Zitierter Text:
------------------------------------

Im neuen „digitalen“ Kammerton 2016/06 der Rechtsanwaltskammer Berlin wird über die Tauchstation im Referendariat berichtet.
Die Tauchstation ist meist die letzte Ausbildungs-Station des juristischen Referendariats unmittelbar vor den Examensklausuren. Die findet in der Regel in einer Anwaltskanzlei statt und wird von den Referendaren gern zur Examensvorbereitung genutzt. Es wird also nicht ausgebildet, sondern für das Examen gelernt.
Und das sehen die zuständigen Aufseher bei der Rechtsanwaltskammer nicht gern. Deswegen:
Die Referendarabteilung des Kammergerichts wird in Zukunft stärker gegen die weit verbreitete (Un)sitte vorgehen, dass Referendare und Referendarinnen während der Anwaltsstation auf „Tauchstation“ gehen.
Die Argumente, die für den Versuch streiten, diese Praxis möglichst zu unterbinden, sind nicht ganz von der Hand zu weisen.
Denn durch das „Tauchen“, welches ausschließlich in der Anwaltsstation stattfindet, wird die Zeit, die für die Ausbildung der Referendarinnen und Referendare im Hinblick auf den Anwaltsberuf zur Verfügung steht, die ohnehin kürzer ist als der Teil, der für die Ausbildung aus „staatlicher Sicht“ genutzt wird, noch weiter reduziert.

------------------------------------

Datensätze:
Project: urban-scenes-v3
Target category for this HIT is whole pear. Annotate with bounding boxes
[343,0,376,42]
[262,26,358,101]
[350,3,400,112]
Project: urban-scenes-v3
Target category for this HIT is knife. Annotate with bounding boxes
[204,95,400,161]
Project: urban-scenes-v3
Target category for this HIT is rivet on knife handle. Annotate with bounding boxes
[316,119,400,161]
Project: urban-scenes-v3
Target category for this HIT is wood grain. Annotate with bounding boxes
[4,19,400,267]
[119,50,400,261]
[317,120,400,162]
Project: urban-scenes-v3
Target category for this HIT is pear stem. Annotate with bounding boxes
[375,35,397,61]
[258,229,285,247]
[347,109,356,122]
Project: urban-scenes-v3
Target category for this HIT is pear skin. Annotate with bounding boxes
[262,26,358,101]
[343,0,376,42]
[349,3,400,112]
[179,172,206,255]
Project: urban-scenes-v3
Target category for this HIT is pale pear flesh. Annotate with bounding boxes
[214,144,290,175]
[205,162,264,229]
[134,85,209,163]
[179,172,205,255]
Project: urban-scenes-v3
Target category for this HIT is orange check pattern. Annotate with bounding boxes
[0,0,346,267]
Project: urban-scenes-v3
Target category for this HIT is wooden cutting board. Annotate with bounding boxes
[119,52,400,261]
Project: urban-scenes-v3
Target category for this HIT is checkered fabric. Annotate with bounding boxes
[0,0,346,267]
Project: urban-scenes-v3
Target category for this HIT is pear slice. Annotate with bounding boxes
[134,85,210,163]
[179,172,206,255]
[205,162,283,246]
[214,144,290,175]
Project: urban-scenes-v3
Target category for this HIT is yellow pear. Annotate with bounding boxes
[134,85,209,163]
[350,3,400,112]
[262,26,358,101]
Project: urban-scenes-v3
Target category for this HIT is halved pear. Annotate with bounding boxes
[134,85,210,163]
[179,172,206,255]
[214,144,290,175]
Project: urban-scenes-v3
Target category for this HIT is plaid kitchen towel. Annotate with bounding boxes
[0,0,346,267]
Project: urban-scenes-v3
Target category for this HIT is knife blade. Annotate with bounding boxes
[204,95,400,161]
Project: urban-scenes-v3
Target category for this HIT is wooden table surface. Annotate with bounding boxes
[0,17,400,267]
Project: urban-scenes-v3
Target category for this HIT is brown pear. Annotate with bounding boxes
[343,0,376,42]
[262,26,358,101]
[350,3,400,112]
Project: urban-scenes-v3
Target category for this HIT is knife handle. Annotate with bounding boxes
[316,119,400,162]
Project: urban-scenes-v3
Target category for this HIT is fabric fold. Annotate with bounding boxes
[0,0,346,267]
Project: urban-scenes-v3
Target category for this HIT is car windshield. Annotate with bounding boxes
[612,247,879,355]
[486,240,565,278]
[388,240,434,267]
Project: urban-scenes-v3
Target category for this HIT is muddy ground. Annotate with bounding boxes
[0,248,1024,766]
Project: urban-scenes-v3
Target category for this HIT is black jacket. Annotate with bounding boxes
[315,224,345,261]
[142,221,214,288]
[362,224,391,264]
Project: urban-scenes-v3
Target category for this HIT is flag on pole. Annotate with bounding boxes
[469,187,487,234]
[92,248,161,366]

------------------------------------

Schriftliche Aufgabe 1: Wo findet die Tauchstation laut zitiertem Text in der Regel statt?
Schriftliche Aufgabe 2: Gib die Zeilen der Datensätze vom Anfang bis einschließlich der Zeile mit „[119,52,400,261]“ als CSV mit den zwei Spalten „text“ und „antwort“ wieder. Jeder Vorgang kommt in eine eigene CSV-Zeile, jedes Feld steht in Anführungszeichen und Zeilenumbrüche werden zu Leerzeichen.

Antwort zur Aufgabe 1: In einer Anwaltskanzlei.

Antwort zur Aufgabe 2:
text,antwort
"Project: urban-scenes-v3 Target category for this HIT is whole pear. Annotate with bounding boxes","[343,0,376,42] [262,26,358,101] [350,3,400,112]"
"Project: urban-scenes-v3 Target category for this HIT is knife. Annotate with bounding boxes","[204,95,400,161]"
"Project: urban-scenes-v3 Target category for this HIT is rivet on knife handle. Annotate with bounding boxes","[316,119,400,161]"
"Project: urban-scenes-v3 Target category for this HIT is wood grain. Annotate with bounding boxes","[4,19,400,267] [119,50,400,261] [317,120,400,162]"
"Project: urban-scenes-v3 Target category for this HIT is pear stem. Annotate with bounding boxes","[375,35,397,61] [258,229,285,247] [347,109,356,122]"
"Project: urban-scenes-v3 Target category for this HIT is pear skin. Annotate with bounding boxes","[262,26,358,101] [343,0,376,42] [349,3,400,112] [179,172,206,255]"
"Project: urban-scenes-v3 Target category for this HIT is pale pear flesh. Annotate with bounding boxes","[214,144,290,175] [205,162,264,229] [134,85,209,163] [179,172,205,255]"
"Project: urban-scenes-v3 Target category for this HIT is orange check pattern. Annotate with bounding boxes","[0,0,346,267]"
"Project: urban-scenes-v3 Target category for this HIT is wooden cutting board. Annotate with bounding boxes","[119,52,400,261]"